▶ **What is required**
Each entry has to be copied exactly, with nothing missed.

-- Start --

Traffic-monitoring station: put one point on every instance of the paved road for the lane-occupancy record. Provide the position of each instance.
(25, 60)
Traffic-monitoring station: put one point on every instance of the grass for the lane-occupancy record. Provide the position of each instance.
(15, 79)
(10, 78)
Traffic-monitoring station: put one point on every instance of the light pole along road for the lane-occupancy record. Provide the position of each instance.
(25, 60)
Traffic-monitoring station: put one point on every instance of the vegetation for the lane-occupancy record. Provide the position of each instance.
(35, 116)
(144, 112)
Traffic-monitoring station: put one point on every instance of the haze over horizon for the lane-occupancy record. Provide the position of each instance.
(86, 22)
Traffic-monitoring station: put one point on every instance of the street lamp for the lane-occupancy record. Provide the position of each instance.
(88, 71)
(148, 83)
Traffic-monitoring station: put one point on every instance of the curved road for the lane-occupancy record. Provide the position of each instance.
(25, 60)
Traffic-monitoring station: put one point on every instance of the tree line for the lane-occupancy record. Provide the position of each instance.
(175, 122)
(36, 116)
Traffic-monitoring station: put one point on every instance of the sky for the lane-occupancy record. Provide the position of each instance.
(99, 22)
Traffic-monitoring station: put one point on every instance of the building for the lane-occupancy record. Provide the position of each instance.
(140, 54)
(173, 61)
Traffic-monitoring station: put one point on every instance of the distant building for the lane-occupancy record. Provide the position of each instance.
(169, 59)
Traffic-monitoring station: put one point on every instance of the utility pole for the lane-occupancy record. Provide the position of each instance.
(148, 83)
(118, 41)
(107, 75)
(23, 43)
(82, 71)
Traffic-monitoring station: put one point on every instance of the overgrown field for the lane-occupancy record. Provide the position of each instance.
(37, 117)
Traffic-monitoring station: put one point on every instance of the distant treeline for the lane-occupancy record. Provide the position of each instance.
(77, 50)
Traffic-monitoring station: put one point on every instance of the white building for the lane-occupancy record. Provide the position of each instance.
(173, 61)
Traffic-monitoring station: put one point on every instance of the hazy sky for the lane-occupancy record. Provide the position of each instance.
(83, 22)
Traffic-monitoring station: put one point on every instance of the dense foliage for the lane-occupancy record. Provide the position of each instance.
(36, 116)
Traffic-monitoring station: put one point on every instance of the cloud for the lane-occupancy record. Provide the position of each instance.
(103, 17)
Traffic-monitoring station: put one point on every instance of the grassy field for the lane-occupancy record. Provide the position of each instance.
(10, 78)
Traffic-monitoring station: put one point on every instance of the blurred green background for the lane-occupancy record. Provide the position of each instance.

-- End --

▶ **Answer for this exercise**
Traffic-monitoring station: put one point on every instance of the paved road for the lane-occupancy record. Provide the position of each instance.
(25, 60)
Traffic-monitoring station: put one point on every instance of the grass for the lane-occupancy record. Provide the position of each instance.
(15, 79)
(10, 78)
Traffic-monitoring station: put one point on every instance of the light pole along road for the lane-occupancy record. Provide the position of each instance.
(25, 60)
Traffic-monitoring station: put one point on every instance of the vegetation for the lane-occupancy record. Provide the position of each instance.
(35, 116)
(144, 112)
Traffic-monitoring station: put one point on every instance of the haze over horizon for the lane-occupancy record. Provide the position of each instance.
(86, 22)
Traffic-monitoring station: put one point on every instance of the street lamp for the lane-occupancy record. Provide the position of each instance.
(88, 71)
(148, 83)
Traffic-monitoring station: put one point on every instance of the curved road for the lane-occupancy record. Provide the position of each instance.
(25, 60)
Traffic-monitoring station: put one point on every instance of the tree line for the lane-occupancy record. Provide the position of each instance.
(175, 122)
(36, 116)
Traffic-monitoring station: put one point on every instance of the sky for the lane-occupancy record. Provide the position of each instance.
(99, 22)
Traffic-monitoring station: put one point on every instance of the building for the lane-occupancy record. Provide the position of each instance.
(140, 54)
(173, 61)
Traffic-monitoring station: put one point on every instance of the distant building for the lane-occupancy record. Provide the position of each instance.
(169, 59)
Traffic-monitoring station: put one point on every instance of the utility pole for the lane-occupancy record. Provide the position of each instance.
(148, 83)
(118, 41)
(107, 75)
(23, 43)
(82, 71)
Traffic-monitoring station: put one point on every instance of the overgrown field for the lane-occupancy record. Provide the position of each instance.
(37, 117)
Traffic-monitoring station: put one point on every instance of the distant treeline for the lane-occupancy record. Provide the position of each instance.
(77, 50)
Traffic-monitoring station: put one point on every instance of the white building for the lane-occupancy record. Provide the position of each instance.
(173, 61)
Traffic-monitoring station: put one point on every instance of the hazy sky for the lane-occupancy record. Provide the position of each instance.
(83, 22)
Traffic-monitoring station: put one point on every instance of the dense foliage for the lane-occupancy record. Provide the position of each instance.
(36, 116)
Traffic-monitoring station: put one point on every instance of the cloud for the lane-occupancy record. Provide the position of each instance.
(103, 17)
Traffic-monitoring station: put one point on every instance of the grassy field for the lane-occupancy record. Provide the position of each instance.
(10, 78)
Traffic-monitoring station: put one point on every instance of the blurred green background for the lane-occupancy record. Provide the position of each instance.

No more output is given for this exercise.